**BRIEF**
In the data below, find each line carrying the string "Target" and copy it out.

---------- AVAILABLE RECORDS

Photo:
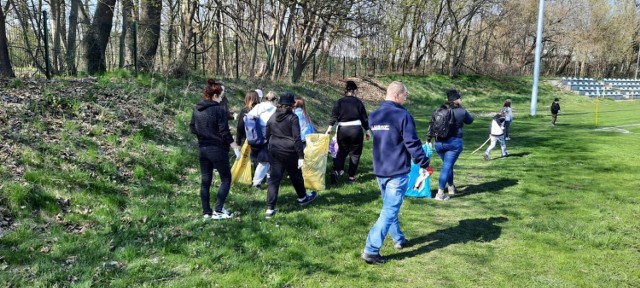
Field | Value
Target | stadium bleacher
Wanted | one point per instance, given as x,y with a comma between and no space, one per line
613,88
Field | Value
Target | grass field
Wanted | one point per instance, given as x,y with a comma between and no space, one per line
561,211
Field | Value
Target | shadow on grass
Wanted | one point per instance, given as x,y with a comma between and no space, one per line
491,186
468,230
518,155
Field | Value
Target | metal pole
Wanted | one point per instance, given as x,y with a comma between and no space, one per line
237,60
329,66
344,66
202,58
217,54
46,46
536,67
637,63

--------------------

**SOLUTION TO THE PROBLEM**
Target | stadium bleacher
Target | grass field
Target | shadow on grass
Target | metal pole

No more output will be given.